[start of Stored records]

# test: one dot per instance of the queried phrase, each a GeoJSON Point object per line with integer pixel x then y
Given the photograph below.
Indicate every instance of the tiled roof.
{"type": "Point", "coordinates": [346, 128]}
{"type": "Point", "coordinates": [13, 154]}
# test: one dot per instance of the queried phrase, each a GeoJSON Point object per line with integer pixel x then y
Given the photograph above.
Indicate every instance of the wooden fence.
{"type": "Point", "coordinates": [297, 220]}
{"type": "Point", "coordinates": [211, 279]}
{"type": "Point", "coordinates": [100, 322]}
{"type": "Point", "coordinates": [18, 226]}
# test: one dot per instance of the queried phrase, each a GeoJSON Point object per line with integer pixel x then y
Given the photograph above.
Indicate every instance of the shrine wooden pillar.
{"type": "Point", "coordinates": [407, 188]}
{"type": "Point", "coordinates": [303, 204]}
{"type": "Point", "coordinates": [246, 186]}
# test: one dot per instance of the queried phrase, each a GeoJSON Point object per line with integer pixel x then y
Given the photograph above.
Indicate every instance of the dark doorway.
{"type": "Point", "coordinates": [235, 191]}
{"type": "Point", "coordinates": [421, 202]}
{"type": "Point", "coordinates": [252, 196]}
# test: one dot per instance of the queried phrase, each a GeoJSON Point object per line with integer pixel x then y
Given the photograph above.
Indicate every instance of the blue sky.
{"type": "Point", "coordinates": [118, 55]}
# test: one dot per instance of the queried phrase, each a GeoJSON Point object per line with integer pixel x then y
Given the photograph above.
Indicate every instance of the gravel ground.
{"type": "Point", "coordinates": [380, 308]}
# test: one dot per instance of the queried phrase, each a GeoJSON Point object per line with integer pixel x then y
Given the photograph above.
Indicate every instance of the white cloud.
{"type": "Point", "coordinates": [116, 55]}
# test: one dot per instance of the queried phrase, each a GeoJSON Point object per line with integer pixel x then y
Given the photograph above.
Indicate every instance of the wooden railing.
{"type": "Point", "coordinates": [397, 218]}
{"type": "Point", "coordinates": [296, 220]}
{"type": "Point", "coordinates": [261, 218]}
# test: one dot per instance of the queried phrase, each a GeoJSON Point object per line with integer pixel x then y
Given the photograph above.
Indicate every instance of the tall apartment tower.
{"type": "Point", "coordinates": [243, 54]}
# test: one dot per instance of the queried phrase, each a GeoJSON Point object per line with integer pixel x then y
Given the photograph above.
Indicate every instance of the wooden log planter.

[end of Stored records]

Reproduce the listing above word for word.

Exercise result |
# test: one dot per instance of the queried phrase, each a GeoJSON Point object per line with integer pixel x then y
Given the photograph below.
Indicate every instance of the tiled roof.
{"type": "Point", "coordinates": [346, 128]}
{"type": "Point", "coordinates": [13, 154]}
# test: one dot per instance of the queried phrase, each a GeoJSON Point object per line with integer pixel x then y
Given the photograph above.
Indicate every instance of the wooden fence.
{"type": "Point", "coordinates": [297, 220]}
{"type": "Point", "coordinates": [211, 279]}
{"type": "Point", "coordinates": [100, 322]}
{"type": "Point", "coordinates": [18, 226]}
# test: one dot per instance of the queried phrase, each a GeoJSON Point object per line with integer pixel x then y
Given the photograph above.
Indicate every instance of the shrine wooden pillar.
{"type": "Point", "coordinates": [407, 188]}
{"type": "Point", "coordinates": [303, 204]}
{"type": "Point", "coordinates": [246, 186]}
# test: one dot per instance of the queried phrase, each a GeoJSON Point object per line with integer pixel x then y
Given the photograph above.
Indicate every instance of the dark doorway.
{"type": "Point", "coordinates": [235, 191]}
{"type": "Point", "coordinates": [421, 202]}
{"type": "Point", "coordinates": [252, 196]}
# test: one dot per instance of the queried phrase, each a GeoJSON Point object per line with integer pixel x then y
Given the photograph above.
Indicate every instance of the blue sky.
{"type": "Point", "coordinates": [118, 55]}
# test: one dot per instance of the queried phrase, each a GeoJSON Point object per line with integer pixel x then y
Given the photograph above.
Indicate every instance of the gravel ground.
{"type": "Point", "coordinates": [380, 308]}
# test: one dot per instance of the queried phrase, each a GeoJSON Point object per line with integer pixel x then y
Given the photograph above.
Indicate every instance of the white cloud.
{"type": "Point", "coordinates": [116, 55]}
# test: one dot per instance of the queried phrase, each a GeoJSON Point object per line with integer pixel x then y
Given the photograph above.
Indicate every instance of the wooden railing.
{"type": "Point", "coordinates": [397, 218]}
{"type": "Point", "coordinates": [296, 220]}
{"type": "Point", "coordinates": [261, 218]}
# test: one dot per instance of the queried phrase, each a GeoJSON Point object per line with integer pixel x then y
Given the photograph above.
Indicate every instance of the tall apartment tower.
{"type": "Point", "coordinates": [243, 54]}
# test: one dot per instance of the queried phrase, each a GeoJSON Point object per line with integer pixel x then y
Given the photograph above.
Indicate every instance of the wooden log planter.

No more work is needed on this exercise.